→ **The records**:
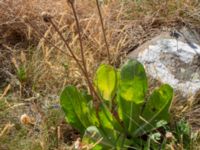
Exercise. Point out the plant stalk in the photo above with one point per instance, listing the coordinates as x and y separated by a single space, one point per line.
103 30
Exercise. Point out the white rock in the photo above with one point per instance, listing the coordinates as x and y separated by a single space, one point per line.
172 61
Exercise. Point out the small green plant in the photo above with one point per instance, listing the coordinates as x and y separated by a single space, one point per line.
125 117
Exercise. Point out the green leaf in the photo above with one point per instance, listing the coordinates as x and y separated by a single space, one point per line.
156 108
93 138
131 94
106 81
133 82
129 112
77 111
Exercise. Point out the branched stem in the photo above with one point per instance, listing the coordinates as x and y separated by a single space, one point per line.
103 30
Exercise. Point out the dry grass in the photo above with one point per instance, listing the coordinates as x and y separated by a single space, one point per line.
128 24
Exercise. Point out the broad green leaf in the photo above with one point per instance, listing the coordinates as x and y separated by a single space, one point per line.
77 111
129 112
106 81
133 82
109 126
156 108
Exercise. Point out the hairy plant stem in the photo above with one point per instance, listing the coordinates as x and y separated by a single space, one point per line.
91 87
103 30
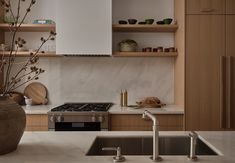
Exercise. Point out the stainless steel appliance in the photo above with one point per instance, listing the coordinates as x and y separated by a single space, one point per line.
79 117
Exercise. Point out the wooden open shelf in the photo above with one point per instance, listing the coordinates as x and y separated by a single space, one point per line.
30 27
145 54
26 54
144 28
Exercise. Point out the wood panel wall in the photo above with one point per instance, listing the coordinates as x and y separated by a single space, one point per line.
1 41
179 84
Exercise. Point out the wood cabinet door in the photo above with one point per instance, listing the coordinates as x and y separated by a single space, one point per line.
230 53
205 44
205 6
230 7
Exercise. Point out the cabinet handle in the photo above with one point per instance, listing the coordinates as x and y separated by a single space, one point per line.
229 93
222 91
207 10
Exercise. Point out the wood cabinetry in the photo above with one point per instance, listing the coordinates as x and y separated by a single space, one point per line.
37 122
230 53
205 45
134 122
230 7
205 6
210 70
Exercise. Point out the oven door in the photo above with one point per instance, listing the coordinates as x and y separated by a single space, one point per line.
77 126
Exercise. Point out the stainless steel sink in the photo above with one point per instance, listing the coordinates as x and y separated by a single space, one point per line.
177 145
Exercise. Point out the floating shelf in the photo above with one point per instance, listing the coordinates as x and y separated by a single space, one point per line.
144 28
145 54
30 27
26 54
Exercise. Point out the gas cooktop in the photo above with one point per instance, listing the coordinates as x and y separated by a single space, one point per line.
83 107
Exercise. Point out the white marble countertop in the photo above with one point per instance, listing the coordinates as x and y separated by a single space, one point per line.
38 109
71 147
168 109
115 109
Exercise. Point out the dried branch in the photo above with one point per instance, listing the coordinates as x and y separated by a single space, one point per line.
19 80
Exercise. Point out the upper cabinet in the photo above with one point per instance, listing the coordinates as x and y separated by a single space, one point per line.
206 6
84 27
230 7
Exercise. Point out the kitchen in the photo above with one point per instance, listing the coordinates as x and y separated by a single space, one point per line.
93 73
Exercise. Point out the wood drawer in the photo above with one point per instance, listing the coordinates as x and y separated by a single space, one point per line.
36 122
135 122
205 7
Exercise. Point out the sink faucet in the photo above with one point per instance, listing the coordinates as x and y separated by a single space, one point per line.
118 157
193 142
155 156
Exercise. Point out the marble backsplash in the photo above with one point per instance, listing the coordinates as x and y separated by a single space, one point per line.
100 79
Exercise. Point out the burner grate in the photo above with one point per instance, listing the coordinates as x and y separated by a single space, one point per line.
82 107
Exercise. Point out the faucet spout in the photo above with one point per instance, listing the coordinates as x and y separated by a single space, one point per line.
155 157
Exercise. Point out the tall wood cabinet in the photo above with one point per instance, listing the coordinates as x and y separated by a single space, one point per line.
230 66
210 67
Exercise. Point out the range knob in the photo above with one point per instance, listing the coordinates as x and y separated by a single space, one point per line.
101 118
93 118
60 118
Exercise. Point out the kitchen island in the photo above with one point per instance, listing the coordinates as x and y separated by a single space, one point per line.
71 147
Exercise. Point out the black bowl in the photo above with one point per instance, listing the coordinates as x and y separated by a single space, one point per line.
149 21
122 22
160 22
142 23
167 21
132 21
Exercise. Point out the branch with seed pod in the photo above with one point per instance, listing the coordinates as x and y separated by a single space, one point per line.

→ **Exercise aim**: Would you return the data exactly as written, without the pictures?

→ **Response to this task**:
Exercise. Point out the plant stalk in the photo above with one point per instance, listing the coordinates as x and y separated by a single space, one point per line.
103 30
Exercise. Point out the white rock in the photo above with one point per instance, listing the coordinates as x and y separated by a single space, one point per line.
172 61
Exercise. Point out the small green plant in the photo above with one point per instance, listing the coordinates as x and y separated by a single space, one point per line.
125 117
Exercise. Point out the green leaf in the photo above with one point per instance, listing the coordinates as x and y separated by a single space, one point per line.
156 108
93 138
131 94
106 81
133 82
129 112
77 111
Exercise. Point out the branched stem in the photo above with one point per instance, listing the coordinates as x and y separated by a single space, one point per line.
103 30
Exercise. Point out the dry grass in the photo above with one point per instance, listing the coordinates as x and y separated by a single space, one point per line.
128 24
Exercise. Point out the broad green leaf in the photo above with one point per instance, listing the coordinates as x and y separated by a single space, one point per line.
77 111
129 112
106 81
133 82
109 126
156 108
Exercise. Point out the hairy plant stem in the photo above with one point per instance, listing the coordinates as x and y separated by a single space, one point per line.
91 87
103 30
Exercise. Point out the stainless steel appliance in the photo above with one point per instance, listing the coordinates as x and y separated by a single space, one point per line.
79 117
Exercise. Point out the wooden open shelf in the photo above with one point per instance, listing the coordinates as x and y separated by a single space, one point per line.
30 27
145 54
26 54
144 28
Exercise. Point out the wood panel wall in the photo above with one point per instance, listing the coordinates as x and y separated by a single space, one point per line.
1 41
179 84
Exercise. Point out the wood cabinet door in the photo above with one point per instance, listing the coordinates as x and y separated by a single space, one point per line.
230 53
205 44
205 6
230 7
Exercise. Point out the cabinet handle in the photo above with one point per instance, listing the coordinates as x and y separated by a single space, one point per line.
229 93
222 91
207 10
Exercise. Point out the wood cabinetry in the photo above with one point per instance, listing the coordinates as x and y separated by a single space, one point per line.
37 122
230 53
205 45
134 122
230 7
205 6
210 70
Exercise. Point out the oven door in the photo above with one point per instance, listing the coordinates as x and y separated by a single space, one point per line.
77 126
Exercise. Point out the stainless steel sink in the photo above with one point per instance, listing the coordinates as x and y separated by a single space, one point per line.
177 145
Exercise. Point out the floating shelf in the photo above with one point per instance, listing the coordinates as x and y separated by a single space, one point per line.
144 28
145 54
30 27
26 54
Exercise. Point out the gas cooktop in the photo above with one point per instance, listing the coordinates as x and y separated by a single space, one point per line.
83 107
Exercise. Point out the white marble countertop in the photo above with one point per instance, listing the coordinates as x and y separated by a single space, one point per line.
38 109
71 147
168 109
115 109
Exercise. Point out the dried branch in the photo above with one point per instance, listing the coordinates as x and y separated by a single space, one point per line.
19 80
Exercise. Point out the upper cabinet in the photo above with one point per instance, listing the coordinates as x and y separated by a single space, one point per line.
206 6
84 27
230 7
Exercise. Point out the kitchen in the photo above with one point per instance, listing the coordinates as x and y separated by a single space, one point per line.
93 73
Exercise. Point out the wood drawer in the photo above with one point per instance, listing the coordinates as x and y separated by a single space, one point per line.
36 122
135 122
205 7
Exercise. Point out the sink faucet in the photo above with one point per instance, listing the coordinates as x and y separated by a single space, one point per line.
118 157
193 142
155 156
Exercise. Point out the marble backsplash in the photo above with one point per instance, listing the coordinates as x and y separated by a single space, one point per line.
100 79
Exercise. Point out the burner grate in the photo above with one point per instance, listing the coordinates as x and y separated by a single space, one point per line.
82 107
Exercise. Point out the faucet spout in the photo above with one point per instance, listing the coordinates as x and y separated by a single space, one point per line.
155 157
Exercise. Point out the tall wood cabinet in the photo above with one point per instance, listing the coordinates as x and y separated by a single space, one point per line.
230 66
210 67
Exercise. Point out the range knob in the photo above with one point per instance, listing the coordinates as x and y separated by a single space, one point per line.
101 118
93 118
60 118
Exercise. Point out the kitchen island in the photo above with one point per instance, listing the coordinates as x and y separated by a single space, one point per line.
71 147
Exercise. Point out the black bowl in the photo above with one point per instance, listing the coordinates as x and y separated by a single space, one point per line.
149 21
122 22
160 22
142 23
167 21
132 21
Exercise. Point out the branch with seed pod in the photo above with one point per instance, listing the coordinates as x and y separated by a single space, one point per line.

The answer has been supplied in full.